Can you carry the passage on human genome sequencing further, beginning right after its last sentence?

■ DOCUMENT PASSAGE:
····················

The two teams of scientists announced a draft human genome sequence in June 2000 to great fanfare, and published their data simultaneously in February 2001. By the start of 2003, the final sequence was completed, two years ahead of the schedule set over a decade previously and well under budget.
The sequencing of the human genome revealed several interesting characteristics:
► Of the 3.2 billion base pairs, less than 2 percent are coding regions, containing a total of 21,000 genes. Before sequencing began, estimates of the number of human genes ranged from 80,000 to 100,000. This lower number of genes, not many more than the fruit fly, means that the observed diversity of proteins, which led to the 100,000 estimate, must be produced posttranscriptionally. An average eukaryotic gene, then, codes for several different proteins.
► The average gene has 27,000 base pairs. There is great variation in gene sizes, from 1,000 to 2.4 million base pairs. That is to be expected, as human proteins vary in size (as do RNAs), ranging from 100 to about 5,000 amino acids per polypeptide chain. Virtually all human genes have many introns (Figure 17.22).

····················

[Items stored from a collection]

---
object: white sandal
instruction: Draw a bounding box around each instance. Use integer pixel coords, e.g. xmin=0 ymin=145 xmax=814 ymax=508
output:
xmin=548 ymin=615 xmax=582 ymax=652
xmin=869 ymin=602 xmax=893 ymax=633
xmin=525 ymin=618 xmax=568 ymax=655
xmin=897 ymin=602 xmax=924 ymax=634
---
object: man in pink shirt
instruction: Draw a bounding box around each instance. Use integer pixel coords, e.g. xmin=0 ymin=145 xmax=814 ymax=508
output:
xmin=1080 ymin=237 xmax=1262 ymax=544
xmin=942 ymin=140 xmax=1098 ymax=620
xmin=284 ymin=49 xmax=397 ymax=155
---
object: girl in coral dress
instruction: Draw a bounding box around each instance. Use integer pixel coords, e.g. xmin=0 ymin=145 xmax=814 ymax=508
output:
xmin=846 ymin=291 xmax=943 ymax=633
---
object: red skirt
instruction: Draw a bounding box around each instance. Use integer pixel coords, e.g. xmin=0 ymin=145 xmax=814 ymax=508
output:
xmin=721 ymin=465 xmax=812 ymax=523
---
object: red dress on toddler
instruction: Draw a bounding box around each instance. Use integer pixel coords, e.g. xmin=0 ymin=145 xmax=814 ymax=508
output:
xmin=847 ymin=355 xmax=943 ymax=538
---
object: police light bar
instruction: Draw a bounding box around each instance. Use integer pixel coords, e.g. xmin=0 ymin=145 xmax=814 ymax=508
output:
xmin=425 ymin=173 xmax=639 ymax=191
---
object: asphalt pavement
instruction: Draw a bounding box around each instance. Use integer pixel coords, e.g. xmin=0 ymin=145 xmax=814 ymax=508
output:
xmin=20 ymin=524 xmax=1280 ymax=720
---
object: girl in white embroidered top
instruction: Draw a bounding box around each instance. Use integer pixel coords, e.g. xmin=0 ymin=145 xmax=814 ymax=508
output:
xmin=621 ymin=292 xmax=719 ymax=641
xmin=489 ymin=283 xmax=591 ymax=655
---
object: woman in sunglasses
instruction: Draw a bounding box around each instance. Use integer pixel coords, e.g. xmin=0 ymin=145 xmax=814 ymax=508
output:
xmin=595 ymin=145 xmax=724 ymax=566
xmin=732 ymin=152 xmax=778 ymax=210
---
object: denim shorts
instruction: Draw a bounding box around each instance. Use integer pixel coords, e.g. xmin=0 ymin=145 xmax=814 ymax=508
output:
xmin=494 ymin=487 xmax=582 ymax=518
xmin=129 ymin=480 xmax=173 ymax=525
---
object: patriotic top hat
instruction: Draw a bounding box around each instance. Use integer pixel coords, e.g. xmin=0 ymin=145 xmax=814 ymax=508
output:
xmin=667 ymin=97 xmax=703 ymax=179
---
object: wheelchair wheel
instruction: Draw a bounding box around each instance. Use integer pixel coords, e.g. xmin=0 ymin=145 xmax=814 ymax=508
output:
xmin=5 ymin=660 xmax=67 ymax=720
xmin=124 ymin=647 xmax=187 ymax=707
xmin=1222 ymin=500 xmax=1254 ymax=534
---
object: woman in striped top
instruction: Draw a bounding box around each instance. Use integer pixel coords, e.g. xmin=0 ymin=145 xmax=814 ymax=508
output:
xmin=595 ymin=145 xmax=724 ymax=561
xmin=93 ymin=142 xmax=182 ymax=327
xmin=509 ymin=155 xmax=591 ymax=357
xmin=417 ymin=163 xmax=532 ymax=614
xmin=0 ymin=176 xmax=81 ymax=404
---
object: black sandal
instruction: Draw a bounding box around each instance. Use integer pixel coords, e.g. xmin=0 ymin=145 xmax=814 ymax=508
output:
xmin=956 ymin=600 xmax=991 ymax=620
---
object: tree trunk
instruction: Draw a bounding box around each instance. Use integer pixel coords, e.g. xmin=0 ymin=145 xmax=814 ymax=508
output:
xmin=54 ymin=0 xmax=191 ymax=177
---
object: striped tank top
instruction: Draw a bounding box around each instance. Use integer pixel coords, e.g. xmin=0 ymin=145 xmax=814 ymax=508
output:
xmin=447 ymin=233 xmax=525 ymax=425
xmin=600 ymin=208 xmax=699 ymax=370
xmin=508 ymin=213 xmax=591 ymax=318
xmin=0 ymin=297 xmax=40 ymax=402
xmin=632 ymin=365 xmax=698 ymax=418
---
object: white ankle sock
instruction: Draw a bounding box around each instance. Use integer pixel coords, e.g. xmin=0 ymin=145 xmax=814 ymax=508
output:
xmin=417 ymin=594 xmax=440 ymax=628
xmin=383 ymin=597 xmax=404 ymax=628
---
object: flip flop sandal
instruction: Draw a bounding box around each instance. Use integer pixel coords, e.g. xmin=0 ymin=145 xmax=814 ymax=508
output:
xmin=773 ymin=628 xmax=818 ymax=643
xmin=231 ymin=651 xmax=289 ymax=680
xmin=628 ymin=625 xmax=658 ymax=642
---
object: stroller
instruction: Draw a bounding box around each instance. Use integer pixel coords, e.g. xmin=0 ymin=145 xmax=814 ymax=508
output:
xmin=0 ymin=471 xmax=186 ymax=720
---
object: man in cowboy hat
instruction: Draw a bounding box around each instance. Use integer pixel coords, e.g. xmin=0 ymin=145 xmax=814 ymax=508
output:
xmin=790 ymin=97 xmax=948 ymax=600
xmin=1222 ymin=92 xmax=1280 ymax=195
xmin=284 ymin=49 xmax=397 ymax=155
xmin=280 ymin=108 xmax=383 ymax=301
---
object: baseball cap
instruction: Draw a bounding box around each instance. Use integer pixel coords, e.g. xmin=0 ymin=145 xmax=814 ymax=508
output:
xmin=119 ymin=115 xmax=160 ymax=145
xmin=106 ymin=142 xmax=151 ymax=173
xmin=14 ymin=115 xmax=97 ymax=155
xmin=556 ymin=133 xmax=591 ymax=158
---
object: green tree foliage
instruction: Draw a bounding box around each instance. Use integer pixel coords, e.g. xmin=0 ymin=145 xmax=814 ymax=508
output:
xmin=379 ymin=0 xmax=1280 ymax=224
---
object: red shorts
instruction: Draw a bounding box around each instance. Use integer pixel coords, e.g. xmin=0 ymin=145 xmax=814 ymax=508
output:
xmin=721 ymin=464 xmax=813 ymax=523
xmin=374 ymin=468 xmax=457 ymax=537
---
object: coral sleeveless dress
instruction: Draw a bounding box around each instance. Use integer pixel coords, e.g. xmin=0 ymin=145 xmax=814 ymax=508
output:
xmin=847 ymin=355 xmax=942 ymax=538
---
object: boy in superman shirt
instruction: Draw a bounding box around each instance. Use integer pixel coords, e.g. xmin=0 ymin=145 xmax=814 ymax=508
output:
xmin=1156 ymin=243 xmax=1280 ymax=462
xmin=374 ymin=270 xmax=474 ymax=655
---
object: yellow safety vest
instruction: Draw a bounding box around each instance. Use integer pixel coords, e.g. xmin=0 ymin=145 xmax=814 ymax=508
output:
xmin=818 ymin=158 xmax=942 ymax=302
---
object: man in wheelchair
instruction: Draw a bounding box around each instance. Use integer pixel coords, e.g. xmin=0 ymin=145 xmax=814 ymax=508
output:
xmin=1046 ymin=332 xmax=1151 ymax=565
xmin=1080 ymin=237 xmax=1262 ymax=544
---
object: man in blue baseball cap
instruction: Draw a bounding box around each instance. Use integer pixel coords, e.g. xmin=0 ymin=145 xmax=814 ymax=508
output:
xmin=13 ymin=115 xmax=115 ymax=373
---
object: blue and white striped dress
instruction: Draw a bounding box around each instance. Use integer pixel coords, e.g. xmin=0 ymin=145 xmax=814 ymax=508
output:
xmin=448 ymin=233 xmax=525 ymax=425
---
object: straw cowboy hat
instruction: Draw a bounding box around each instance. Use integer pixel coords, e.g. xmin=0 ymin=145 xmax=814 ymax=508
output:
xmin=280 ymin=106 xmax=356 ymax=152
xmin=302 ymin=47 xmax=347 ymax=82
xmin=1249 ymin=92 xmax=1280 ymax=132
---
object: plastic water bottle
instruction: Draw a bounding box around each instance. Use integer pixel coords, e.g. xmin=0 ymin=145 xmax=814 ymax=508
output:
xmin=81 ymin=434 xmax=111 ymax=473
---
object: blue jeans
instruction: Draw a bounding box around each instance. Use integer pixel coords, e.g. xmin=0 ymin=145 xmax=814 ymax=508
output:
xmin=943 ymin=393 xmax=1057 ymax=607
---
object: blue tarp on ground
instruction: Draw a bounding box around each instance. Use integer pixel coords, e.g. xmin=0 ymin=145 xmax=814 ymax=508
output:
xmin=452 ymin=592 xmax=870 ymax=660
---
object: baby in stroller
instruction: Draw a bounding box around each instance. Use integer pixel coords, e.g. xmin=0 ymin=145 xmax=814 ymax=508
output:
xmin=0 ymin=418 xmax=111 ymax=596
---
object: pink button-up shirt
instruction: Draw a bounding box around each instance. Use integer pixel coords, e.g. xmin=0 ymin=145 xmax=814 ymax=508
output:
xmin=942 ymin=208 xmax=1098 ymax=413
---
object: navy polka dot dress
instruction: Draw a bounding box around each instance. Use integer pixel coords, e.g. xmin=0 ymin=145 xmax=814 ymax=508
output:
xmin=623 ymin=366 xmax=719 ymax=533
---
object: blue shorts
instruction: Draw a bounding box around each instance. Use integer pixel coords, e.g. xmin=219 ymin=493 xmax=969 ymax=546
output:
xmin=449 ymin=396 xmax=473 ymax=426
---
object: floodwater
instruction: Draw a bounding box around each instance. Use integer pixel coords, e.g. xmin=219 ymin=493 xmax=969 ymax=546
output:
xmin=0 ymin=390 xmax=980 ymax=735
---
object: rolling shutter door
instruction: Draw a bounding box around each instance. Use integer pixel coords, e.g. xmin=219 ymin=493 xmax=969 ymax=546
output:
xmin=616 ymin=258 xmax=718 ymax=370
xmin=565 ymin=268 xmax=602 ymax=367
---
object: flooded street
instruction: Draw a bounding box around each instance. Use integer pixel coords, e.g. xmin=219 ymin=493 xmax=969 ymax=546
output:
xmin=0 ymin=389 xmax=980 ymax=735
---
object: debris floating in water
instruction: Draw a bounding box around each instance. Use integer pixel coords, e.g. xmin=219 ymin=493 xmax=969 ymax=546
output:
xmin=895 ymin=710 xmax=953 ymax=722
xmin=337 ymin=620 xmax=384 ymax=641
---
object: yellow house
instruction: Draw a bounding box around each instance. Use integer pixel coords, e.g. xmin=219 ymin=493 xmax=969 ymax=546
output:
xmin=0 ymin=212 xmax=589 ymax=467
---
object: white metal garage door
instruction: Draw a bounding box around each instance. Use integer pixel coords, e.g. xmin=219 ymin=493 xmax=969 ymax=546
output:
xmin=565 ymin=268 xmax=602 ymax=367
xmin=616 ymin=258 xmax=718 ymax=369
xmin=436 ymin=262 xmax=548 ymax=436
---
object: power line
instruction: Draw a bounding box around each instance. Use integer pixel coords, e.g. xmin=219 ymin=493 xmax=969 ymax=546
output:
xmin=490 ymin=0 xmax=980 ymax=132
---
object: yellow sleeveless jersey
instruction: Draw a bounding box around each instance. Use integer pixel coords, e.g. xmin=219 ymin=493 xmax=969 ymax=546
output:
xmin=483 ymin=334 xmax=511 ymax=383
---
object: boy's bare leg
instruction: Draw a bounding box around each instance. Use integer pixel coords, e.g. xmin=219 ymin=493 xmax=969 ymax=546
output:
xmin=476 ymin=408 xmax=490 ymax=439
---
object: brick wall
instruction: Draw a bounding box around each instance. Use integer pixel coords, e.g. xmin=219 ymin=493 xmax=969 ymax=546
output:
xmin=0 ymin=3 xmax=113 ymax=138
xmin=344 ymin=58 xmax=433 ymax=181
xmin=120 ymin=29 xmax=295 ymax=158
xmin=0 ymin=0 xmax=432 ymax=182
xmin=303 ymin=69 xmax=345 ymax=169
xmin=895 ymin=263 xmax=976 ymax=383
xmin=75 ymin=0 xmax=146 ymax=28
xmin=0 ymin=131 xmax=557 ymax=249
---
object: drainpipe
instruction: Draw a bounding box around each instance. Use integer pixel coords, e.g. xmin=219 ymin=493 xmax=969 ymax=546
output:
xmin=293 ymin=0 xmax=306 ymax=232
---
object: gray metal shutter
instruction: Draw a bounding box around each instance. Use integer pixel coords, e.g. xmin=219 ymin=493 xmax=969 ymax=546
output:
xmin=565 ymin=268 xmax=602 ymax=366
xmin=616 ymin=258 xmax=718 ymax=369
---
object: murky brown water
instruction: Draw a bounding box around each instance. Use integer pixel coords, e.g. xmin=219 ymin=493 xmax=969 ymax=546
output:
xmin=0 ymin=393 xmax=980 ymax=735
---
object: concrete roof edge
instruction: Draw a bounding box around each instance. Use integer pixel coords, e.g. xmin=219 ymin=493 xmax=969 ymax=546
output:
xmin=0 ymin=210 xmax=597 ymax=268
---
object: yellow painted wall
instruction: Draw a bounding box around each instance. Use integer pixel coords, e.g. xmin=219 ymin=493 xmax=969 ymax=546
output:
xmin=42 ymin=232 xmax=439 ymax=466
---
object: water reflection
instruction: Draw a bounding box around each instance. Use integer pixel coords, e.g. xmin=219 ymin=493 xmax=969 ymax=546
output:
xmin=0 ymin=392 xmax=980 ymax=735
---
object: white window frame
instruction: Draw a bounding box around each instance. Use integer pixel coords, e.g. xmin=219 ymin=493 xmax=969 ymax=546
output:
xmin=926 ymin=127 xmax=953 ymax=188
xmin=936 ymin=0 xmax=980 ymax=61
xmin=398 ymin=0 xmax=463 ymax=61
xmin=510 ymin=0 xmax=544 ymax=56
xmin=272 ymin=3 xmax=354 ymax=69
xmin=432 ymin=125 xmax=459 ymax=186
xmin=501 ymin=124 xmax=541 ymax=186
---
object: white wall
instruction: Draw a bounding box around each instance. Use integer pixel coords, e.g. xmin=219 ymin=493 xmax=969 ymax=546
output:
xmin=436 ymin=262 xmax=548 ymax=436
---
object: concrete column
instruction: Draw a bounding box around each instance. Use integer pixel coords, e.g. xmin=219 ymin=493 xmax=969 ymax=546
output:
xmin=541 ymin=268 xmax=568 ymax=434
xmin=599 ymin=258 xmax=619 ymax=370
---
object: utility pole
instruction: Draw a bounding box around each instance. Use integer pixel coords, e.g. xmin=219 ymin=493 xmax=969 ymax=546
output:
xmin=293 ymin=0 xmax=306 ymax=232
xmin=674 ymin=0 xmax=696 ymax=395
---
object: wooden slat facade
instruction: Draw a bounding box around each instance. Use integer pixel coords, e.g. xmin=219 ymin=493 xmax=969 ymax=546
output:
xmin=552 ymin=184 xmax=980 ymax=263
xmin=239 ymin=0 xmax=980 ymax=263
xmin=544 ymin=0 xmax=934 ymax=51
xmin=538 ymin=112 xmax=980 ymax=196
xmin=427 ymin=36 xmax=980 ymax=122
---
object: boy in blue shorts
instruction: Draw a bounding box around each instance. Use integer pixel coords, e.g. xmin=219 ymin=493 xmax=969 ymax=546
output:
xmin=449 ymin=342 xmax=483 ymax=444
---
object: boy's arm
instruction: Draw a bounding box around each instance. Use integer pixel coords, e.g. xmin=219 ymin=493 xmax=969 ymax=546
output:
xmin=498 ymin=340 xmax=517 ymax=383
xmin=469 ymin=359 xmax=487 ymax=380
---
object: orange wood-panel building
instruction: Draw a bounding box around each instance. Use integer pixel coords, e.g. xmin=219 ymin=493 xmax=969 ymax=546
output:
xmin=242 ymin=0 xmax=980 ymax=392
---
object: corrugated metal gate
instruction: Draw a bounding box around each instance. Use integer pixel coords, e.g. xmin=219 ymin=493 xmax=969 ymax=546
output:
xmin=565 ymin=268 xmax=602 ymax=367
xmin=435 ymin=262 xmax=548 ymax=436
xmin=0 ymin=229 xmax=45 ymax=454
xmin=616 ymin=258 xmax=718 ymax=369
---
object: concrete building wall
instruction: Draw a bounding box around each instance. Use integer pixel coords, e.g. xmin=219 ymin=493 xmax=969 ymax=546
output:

····················

■ EXERCISE OUTPUT:
► Over 50 percent of the genome is made up of highly repetitive sequences. Repetitive sequences near genes are GC-rich, while those farther away from genes are AT-rich.
► Almost all (99.9%) of the genome is the same in all people. Even this apparent homogeneity means that there are many individual differences. Scientists have mapped over 2 million single-nucleotide polymorphisms (SNPs)—bases that differ in at least 1 percent of people.
► Genes are not evenly distributed over the genome. The small chromosome 19 is packed densely with genes, while chromosome 8 has long stretches of "gene desert," with no coding regions. The Y chromosome has the fewest genes (231), while chromosome 1 has the most (2,968).
► The functions of many genes are not known. There are 740 genes coding for RNAs that are not translated into proteins. Of these RNAs, several dozen are tRNAs, and a few are rRNAs and splicing RNAs. The roles of the rest are not clear. Nor are the roles of the hundreds of genes encoding protein kinases, although it is a good bet that they are involved in cell signaling.